::: Data to use

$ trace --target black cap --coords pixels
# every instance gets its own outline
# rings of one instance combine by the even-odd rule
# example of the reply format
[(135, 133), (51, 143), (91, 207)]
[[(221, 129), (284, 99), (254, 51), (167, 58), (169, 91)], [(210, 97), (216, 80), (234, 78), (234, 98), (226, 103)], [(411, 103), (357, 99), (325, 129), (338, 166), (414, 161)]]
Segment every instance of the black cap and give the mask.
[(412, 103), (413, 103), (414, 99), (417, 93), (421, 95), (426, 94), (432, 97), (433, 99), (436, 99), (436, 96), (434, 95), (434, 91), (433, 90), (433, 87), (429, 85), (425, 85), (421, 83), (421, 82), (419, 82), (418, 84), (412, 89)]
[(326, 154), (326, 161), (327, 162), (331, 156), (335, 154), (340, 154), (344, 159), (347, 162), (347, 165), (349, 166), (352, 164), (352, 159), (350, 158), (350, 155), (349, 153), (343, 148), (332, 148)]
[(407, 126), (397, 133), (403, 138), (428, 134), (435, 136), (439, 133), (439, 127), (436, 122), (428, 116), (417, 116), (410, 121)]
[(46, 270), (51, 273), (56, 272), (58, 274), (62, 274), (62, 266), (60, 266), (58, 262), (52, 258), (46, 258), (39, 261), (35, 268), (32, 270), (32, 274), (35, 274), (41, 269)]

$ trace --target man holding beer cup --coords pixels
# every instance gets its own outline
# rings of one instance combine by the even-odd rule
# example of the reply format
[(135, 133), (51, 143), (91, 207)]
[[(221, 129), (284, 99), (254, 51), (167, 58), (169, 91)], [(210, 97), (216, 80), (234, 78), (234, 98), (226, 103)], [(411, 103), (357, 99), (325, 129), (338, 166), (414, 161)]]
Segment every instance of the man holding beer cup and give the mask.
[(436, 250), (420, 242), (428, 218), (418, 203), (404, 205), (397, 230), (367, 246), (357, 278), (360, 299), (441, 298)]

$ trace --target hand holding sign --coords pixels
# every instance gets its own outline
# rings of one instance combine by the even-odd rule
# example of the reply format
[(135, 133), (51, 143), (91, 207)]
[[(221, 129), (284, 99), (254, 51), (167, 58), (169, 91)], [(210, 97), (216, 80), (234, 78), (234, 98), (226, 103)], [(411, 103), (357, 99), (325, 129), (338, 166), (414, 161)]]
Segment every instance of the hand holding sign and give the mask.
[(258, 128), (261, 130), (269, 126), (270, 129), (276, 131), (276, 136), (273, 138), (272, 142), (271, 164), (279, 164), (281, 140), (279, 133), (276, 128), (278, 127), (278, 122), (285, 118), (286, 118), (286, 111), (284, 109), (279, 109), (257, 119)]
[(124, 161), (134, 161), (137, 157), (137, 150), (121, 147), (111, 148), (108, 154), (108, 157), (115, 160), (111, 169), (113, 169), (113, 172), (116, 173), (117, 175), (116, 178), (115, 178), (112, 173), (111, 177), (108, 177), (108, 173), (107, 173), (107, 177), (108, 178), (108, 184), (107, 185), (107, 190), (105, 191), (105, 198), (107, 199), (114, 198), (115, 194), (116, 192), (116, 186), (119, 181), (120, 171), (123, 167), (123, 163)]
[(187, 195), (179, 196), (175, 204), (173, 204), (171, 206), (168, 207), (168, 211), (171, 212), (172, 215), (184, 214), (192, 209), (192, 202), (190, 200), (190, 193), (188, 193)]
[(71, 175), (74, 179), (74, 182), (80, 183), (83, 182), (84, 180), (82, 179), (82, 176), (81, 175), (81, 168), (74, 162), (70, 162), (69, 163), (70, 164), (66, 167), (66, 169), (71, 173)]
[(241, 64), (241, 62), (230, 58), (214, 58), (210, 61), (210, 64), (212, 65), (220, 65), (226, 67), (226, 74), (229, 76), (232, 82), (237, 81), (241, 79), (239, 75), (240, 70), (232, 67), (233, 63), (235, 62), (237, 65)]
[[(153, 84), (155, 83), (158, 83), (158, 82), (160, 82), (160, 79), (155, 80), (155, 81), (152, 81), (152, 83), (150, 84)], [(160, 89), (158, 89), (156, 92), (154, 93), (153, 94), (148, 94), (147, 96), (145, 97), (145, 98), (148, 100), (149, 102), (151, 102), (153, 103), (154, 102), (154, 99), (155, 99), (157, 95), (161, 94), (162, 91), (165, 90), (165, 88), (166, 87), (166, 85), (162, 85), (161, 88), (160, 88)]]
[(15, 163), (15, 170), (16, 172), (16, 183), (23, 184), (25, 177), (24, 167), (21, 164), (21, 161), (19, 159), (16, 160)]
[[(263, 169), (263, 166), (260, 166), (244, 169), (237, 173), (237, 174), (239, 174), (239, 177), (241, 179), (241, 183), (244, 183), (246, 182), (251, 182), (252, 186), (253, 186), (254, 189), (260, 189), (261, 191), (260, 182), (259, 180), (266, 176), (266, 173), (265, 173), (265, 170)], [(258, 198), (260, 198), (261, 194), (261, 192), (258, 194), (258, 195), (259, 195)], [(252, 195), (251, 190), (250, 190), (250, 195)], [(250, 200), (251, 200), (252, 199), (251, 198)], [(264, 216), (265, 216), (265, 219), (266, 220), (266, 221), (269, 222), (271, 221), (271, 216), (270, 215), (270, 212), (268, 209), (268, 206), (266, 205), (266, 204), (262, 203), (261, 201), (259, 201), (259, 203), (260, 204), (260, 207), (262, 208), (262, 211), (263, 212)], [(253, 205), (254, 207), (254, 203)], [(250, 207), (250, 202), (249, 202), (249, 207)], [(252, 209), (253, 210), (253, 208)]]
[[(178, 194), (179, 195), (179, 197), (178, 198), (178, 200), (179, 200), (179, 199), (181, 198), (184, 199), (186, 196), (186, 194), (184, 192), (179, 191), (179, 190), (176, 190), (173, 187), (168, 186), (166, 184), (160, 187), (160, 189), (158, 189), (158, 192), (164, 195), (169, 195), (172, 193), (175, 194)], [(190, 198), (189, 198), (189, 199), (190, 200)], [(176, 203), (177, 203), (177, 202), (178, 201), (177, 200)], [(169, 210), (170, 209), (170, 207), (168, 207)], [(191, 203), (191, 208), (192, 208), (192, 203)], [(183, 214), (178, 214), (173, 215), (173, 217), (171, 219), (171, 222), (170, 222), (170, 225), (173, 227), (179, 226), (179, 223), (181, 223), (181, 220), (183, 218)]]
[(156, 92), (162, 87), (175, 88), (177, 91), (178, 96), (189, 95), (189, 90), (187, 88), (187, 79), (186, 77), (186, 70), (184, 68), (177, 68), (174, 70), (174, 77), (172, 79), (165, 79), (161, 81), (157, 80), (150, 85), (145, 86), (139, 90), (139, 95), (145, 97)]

::::::

* _Problem_
Copy the entries between the line holding "sign --coords pixels" and the line holding "Segment every instance of the hand", inclusive, without any changes.

* _Answer to this exercise_
$ trace --target hand holding sign --coords pixels
# every instance gets its own outline
# rings of one instance combine by the even-odd rule
# example of the reply format
[(135, 133), (51, 143), (91, 207)]
[[(221, 129), (284, 99), (254, 51), (167, 58), (169, 91)], [(210, 97), (216, 80), (234, 78), (234, 98), (226, 103)], [(411, 103), (357, 99), (325, 129), (338, 166), (414, 161)]]
Segment every instance of the hand holding sign and give the mask.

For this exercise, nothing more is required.